## TASK DETAILS
Pull out the lines below from the one containing "knee in the image above." through the one containing "227;301;255;326", both included, and reproduce them exactly with nothing else.

## DATASET
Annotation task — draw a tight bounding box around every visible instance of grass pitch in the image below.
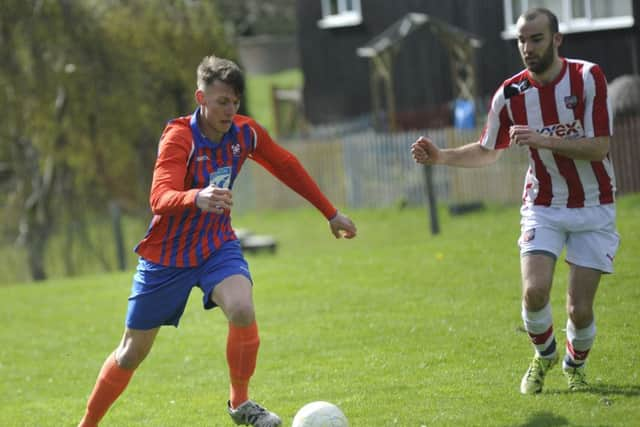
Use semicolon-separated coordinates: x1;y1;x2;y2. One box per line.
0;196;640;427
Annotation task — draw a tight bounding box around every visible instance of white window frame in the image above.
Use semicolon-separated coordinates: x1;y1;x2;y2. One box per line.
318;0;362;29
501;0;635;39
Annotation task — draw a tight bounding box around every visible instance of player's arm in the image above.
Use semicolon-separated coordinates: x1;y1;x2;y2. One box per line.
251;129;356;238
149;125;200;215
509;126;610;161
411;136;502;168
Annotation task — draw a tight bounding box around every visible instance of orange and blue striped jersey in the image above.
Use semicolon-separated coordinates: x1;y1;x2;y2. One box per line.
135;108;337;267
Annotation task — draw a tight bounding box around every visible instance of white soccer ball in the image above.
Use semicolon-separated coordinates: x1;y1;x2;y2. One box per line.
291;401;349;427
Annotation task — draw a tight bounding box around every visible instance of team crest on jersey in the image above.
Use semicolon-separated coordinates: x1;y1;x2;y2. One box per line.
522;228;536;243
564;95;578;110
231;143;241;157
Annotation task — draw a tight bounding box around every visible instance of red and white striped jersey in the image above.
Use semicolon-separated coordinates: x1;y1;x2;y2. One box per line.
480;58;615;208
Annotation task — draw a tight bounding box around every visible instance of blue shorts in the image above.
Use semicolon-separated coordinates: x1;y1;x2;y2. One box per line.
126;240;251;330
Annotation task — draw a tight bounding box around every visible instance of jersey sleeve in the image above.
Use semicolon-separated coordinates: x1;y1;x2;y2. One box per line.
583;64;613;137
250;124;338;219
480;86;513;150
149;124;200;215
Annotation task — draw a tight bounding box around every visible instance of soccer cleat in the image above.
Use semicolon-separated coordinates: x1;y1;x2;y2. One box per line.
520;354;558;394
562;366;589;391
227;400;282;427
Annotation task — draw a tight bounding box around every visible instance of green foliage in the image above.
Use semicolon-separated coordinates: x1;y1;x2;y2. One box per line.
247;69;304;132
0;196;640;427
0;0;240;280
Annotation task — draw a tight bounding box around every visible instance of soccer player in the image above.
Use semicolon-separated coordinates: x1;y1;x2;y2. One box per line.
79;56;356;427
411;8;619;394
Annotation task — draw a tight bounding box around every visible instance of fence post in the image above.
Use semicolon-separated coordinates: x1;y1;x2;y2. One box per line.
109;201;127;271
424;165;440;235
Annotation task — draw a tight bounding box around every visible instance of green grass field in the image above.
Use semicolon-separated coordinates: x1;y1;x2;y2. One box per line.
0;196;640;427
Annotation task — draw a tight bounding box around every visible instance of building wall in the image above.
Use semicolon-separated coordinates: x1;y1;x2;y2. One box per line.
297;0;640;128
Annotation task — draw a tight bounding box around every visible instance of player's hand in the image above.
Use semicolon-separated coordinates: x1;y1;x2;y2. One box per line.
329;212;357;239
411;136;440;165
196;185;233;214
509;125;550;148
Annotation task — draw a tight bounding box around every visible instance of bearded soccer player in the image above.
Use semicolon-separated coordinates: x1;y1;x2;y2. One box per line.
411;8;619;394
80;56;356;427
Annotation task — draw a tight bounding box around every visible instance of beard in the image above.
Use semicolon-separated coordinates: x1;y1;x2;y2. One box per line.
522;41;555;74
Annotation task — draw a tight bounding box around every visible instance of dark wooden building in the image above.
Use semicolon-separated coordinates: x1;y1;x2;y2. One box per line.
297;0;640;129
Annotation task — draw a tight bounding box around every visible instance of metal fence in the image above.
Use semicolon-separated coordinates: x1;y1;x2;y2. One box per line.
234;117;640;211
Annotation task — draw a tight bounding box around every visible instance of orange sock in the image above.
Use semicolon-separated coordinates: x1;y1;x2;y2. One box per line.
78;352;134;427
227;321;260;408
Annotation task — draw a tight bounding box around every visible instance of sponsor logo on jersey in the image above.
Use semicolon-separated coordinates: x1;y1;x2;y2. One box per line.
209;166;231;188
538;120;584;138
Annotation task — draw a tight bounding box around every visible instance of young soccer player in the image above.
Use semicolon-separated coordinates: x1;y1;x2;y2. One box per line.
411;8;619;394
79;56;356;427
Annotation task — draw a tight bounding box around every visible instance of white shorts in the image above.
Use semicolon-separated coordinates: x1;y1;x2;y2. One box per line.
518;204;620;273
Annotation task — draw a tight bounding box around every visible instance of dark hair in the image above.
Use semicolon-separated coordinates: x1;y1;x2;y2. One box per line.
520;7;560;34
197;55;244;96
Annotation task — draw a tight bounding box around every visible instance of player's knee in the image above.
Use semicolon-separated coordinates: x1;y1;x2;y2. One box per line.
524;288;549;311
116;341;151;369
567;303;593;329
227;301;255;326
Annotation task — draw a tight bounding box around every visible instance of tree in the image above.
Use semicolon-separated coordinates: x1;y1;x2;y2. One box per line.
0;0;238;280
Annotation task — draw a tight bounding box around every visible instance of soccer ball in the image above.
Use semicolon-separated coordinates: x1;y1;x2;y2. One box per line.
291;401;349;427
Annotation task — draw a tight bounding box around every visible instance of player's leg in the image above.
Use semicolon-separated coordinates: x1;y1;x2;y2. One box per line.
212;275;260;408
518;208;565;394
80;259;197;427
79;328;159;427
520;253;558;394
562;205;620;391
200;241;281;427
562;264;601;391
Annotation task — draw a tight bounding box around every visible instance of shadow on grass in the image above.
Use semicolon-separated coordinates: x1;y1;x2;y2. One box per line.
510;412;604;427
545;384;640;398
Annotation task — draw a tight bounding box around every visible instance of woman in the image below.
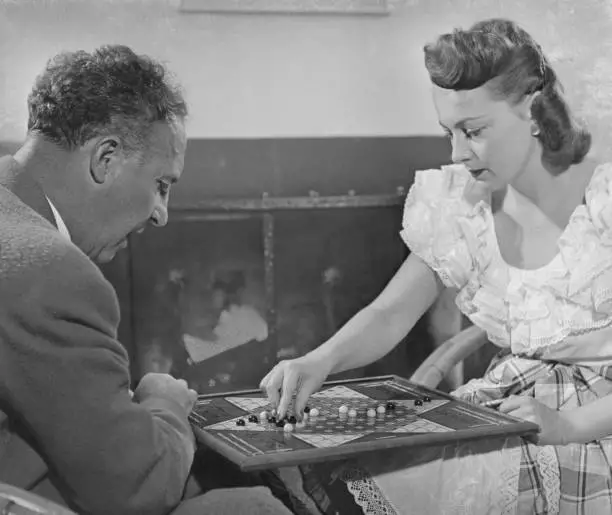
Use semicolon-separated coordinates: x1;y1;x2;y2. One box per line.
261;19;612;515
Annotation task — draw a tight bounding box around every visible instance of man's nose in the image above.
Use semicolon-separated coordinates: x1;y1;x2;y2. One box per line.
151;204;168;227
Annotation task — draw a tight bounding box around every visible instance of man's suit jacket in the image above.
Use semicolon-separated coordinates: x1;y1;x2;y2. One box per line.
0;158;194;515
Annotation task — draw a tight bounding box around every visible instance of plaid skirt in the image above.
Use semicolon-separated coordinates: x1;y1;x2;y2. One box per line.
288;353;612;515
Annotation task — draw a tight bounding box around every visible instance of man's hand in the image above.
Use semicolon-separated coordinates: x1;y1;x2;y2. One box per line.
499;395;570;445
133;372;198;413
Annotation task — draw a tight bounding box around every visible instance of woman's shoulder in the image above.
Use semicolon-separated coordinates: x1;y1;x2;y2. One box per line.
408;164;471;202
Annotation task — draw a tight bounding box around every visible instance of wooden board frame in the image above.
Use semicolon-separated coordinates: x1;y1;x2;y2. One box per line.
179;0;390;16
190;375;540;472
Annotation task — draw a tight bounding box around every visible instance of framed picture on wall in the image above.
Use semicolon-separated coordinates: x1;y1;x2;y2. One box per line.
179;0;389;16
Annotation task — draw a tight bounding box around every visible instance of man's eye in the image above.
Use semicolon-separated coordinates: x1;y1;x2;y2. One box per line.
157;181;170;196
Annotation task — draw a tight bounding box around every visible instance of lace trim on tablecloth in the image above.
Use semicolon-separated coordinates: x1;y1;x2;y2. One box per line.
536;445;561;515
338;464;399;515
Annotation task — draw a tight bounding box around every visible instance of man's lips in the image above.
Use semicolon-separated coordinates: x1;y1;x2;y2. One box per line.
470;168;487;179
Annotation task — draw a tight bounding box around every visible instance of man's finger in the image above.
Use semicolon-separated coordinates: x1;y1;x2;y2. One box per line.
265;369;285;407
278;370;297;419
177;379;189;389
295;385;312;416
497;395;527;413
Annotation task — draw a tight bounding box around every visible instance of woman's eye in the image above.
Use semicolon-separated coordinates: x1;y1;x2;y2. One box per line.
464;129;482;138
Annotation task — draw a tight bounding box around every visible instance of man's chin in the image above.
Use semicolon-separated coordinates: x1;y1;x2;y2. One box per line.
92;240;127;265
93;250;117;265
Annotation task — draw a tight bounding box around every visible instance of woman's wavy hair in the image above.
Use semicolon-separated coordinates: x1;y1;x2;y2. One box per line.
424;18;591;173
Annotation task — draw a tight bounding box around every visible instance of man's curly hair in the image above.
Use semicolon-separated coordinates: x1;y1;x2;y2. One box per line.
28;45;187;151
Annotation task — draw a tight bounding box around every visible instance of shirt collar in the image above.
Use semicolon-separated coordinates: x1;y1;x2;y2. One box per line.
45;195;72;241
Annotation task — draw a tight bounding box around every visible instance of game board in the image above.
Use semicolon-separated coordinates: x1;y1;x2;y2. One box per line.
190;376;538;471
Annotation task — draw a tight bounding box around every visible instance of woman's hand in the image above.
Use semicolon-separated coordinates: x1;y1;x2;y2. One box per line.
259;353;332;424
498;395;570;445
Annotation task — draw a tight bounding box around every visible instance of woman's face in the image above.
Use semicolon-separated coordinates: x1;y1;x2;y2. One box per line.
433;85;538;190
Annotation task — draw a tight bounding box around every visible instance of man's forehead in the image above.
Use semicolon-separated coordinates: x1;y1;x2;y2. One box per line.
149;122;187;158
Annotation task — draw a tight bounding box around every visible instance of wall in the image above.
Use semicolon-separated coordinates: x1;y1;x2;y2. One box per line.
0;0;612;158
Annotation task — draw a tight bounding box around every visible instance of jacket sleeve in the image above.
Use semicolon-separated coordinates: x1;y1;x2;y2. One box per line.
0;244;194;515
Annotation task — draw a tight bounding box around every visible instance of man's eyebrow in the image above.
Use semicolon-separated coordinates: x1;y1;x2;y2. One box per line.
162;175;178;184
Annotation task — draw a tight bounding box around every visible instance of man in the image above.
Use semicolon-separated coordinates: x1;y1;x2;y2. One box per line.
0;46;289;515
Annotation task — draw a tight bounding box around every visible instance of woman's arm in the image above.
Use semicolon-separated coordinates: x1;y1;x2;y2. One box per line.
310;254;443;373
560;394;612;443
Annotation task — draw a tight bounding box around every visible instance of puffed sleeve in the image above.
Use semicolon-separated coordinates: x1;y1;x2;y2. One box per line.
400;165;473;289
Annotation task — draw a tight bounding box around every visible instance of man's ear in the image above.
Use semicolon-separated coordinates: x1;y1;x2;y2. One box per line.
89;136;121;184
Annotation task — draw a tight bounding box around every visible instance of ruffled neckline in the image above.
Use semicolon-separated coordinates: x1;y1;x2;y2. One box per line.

## COMPLETE ANSWER
Annotation task — draw a tight bounding box around every visible instance of player's knee in the image above.
Use semicolon-separated coordinates: x1;y1;x2;y2. One box per line.
524;288;549;311
116;341;151;369
567;303;593;329
227;301;255;326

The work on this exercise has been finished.